On
completing her studies at St Angela’s she
returned to London where she worked as a private
tutor. At age twenty she was admitted to Hughes
Hall, the Cambridge Teaching College for Women
from whence she received a teaching diploma.
After receiving her diploma she taught at the
Hillside Convent in Farnborough, London before
returning to Cork in 1904 on the death of her
mother. As oldest child she assumed
responsibility for the care of her younger
siblings.
On her return to Cork
she obtained a teaching position at St Angela’s
Ursuline High School, the school she attended as
a student.

■ **Excerpts of bounding box data**:
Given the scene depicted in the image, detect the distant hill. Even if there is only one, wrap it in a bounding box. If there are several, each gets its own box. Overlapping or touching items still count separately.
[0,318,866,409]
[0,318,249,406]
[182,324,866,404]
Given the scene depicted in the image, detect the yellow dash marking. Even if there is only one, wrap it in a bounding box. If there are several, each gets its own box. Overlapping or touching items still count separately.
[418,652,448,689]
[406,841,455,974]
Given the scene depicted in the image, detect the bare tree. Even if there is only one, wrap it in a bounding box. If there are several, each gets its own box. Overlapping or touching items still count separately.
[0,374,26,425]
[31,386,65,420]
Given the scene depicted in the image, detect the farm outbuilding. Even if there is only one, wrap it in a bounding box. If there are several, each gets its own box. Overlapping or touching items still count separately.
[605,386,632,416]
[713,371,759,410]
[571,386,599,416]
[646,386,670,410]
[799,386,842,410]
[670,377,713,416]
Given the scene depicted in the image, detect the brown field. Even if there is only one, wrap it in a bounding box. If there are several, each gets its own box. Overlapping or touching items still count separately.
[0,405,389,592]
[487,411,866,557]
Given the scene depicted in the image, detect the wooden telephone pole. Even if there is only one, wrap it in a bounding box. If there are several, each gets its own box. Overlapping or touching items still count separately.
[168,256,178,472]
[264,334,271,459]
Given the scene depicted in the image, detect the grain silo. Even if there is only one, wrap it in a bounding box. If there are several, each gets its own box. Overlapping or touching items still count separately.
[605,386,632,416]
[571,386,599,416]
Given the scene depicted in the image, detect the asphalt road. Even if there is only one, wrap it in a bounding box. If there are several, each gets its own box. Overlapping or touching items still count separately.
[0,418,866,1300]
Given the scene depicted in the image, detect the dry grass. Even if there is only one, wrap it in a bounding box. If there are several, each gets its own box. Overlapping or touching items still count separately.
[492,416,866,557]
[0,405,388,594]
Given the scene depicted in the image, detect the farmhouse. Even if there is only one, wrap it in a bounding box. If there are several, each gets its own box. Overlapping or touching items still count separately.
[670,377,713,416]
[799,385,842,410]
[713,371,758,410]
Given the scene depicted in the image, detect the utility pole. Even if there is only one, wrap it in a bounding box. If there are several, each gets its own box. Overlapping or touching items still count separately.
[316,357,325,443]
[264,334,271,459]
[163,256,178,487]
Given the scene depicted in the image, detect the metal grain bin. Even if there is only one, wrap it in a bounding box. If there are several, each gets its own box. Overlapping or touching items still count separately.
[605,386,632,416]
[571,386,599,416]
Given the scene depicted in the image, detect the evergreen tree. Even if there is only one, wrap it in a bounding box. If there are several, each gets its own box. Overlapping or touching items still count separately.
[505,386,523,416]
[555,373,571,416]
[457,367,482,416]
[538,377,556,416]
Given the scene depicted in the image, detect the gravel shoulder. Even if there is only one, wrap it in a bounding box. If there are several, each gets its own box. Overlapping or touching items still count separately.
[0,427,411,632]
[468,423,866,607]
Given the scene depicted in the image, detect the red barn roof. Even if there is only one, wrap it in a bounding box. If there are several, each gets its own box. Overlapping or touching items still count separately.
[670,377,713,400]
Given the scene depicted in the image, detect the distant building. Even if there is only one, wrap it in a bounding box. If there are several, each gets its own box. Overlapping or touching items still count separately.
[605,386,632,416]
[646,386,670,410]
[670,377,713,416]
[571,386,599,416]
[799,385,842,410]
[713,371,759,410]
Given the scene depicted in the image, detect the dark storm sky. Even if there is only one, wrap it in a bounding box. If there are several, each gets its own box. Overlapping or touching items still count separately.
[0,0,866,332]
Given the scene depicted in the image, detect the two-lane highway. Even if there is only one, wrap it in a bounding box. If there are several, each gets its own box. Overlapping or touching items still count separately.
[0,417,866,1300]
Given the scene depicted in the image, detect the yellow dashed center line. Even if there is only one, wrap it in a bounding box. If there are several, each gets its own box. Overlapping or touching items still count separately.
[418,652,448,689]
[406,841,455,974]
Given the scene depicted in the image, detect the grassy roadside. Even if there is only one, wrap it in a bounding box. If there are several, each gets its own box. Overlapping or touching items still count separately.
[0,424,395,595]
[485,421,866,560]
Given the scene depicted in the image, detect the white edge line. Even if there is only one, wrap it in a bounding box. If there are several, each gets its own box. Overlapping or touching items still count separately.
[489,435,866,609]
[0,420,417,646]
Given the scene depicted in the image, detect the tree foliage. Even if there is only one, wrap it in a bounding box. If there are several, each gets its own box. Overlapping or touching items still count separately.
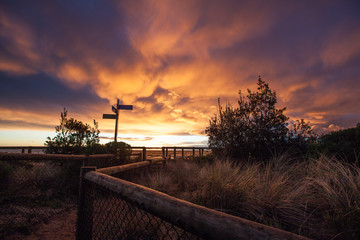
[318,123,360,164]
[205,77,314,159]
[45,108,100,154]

==

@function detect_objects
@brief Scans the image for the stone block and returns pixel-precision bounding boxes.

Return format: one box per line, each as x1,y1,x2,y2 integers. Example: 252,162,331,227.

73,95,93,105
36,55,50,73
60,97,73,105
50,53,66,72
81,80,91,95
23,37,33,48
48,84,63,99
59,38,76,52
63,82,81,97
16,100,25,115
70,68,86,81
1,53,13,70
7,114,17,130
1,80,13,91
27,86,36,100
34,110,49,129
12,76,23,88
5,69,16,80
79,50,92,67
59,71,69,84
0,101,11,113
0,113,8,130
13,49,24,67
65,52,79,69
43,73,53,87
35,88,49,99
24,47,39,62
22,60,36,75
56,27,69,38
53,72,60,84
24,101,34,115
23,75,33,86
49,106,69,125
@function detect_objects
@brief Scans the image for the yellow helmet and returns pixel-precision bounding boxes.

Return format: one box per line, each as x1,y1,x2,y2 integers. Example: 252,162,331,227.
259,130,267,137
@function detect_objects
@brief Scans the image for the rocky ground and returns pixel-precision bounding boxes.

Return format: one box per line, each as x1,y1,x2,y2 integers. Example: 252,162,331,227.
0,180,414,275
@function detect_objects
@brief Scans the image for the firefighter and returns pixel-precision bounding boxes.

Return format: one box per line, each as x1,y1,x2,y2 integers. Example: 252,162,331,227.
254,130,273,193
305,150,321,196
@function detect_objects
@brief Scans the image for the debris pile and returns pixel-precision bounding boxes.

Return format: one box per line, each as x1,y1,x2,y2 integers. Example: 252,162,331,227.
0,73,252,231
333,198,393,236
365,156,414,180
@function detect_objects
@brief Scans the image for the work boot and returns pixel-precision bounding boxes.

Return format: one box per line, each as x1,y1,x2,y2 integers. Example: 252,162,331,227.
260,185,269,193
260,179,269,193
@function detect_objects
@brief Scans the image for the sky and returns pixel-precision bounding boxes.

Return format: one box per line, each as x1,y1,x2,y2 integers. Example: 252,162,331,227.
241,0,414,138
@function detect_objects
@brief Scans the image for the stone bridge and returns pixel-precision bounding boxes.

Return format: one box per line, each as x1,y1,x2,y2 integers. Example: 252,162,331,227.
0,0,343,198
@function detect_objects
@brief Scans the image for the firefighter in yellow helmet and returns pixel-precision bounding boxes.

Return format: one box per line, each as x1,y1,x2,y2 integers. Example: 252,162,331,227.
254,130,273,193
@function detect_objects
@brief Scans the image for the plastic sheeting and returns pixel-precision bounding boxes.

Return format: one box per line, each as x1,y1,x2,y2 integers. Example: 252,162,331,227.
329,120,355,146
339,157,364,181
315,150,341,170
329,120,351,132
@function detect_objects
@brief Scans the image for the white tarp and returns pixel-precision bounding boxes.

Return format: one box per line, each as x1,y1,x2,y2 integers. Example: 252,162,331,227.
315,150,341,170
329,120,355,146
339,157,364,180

* * *

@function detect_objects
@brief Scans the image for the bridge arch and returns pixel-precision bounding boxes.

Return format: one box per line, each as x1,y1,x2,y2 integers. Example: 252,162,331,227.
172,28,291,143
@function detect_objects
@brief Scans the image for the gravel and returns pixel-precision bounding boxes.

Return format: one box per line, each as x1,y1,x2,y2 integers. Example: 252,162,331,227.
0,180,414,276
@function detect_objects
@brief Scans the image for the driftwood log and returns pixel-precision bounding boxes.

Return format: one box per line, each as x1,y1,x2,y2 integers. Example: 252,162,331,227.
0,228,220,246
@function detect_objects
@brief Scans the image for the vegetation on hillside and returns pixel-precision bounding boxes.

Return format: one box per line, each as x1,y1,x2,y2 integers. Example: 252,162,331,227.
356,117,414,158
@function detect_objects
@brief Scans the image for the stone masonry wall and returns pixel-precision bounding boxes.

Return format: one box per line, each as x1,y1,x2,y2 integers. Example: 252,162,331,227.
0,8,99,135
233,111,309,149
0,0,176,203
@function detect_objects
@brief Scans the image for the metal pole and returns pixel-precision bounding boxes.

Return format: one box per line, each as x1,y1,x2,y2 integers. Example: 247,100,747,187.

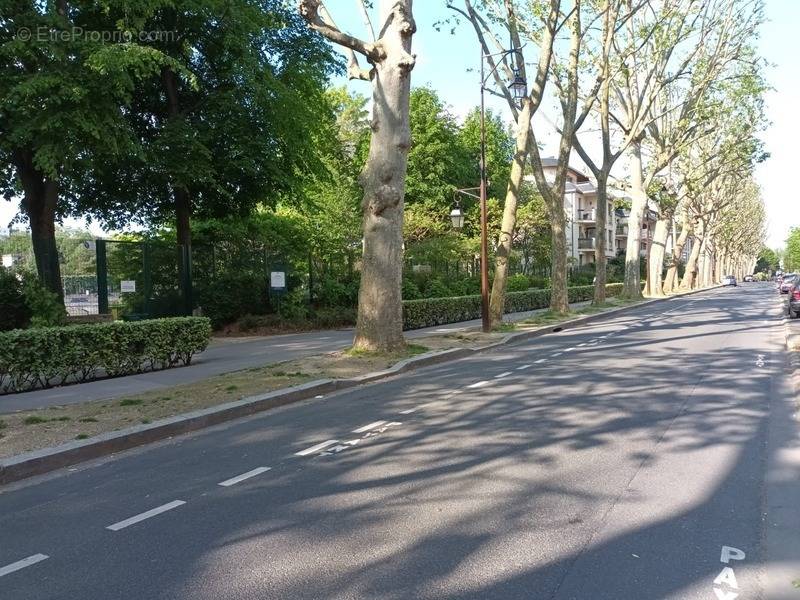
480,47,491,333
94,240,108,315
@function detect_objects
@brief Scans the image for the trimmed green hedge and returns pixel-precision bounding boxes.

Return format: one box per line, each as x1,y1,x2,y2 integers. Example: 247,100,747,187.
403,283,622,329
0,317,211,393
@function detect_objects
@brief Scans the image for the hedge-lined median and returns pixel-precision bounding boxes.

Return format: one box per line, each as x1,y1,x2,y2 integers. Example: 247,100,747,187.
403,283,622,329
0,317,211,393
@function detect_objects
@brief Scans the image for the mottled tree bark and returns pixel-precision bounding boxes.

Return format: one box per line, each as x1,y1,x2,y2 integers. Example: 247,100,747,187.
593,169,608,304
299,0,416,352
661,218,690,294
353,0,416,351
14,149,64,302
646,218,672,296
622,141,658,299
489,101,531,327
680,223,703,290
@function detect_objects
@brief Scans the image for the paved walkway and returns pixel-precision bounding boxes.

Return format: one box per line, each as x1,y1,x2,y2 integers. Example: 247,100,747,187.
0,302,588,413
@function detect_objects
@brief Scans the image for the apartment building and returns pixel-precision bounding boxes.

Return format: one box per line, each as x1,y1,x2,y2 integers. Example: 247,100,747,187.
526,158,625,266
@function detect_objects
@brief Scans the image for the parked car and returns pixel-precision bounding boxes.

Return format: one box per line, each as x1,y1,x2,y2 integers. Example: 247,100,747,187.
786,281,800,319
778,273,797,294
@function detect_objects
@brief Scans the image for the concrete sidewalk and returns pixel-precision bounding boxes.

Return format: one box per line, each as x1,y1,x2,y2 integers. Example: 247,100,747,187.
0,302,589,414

■ **Written task 1**: Decide whether each statement agrees with the passage about her education and teaching career: (a) She earned a teaching diploma from Hughes Hall. (b) She went back to Cork in 1904 because her father had died. (c) Her teaching position in Cork was at a school she had never attended. Answer yes or no for each and quote the deciding words of the passage.
■ **Written task 2**: Extend the passage about her education and teaching career, picking up after its last sentence.

■ **Answer 1**:
(a) Yes: "from whence she received a teaching diploma"
(b) No: "returning to Cork in 1904 on the death of her mother"
(c) No: "St Angela’s Ursuline High School, the school she attended as a student"

■ **Answer 2**:
Once
settled in she
joined Inghinidhe na hÉireann (Daughters of
Ireland) an Irish Nationalist organization for
women founded in 1900 by Maud Goone. The aim of
the organization was to bring Irishwomen
together to breakdown the prevailing Victorian
attitudes that prevented them from participation
in social and political activities thus denying
them the right to have their voices heard. One
consistent message they conveyed from the onset was their
opposition to the recruitment of Irishmen to
serve in the British army and to John Redmond's
anti-feminist Irish Parliamentary Party whose
Home Rule stance would deny women the right to
vote. They made clear that nothing less than
full Independence for Ireland would ensure equal
rights for women.
Inghinidhe na hÉireann was the
foundation upon which Cumann na mBan was
formed.
She also joined Conradh na
Gaeilge (the Gaelic League) founded in 1893 by
Douglas Hyde, Fr. Eugene Ó Growney and other
Gaelic scholars. The aim of the Gealic League
was 1) the preservation of Irish as the
national language of Ireland and the extension
of its use as a spoken language and 2) the study
and publication of existing Gaelic literature,
and the cultivation of a modern literature in
Irish.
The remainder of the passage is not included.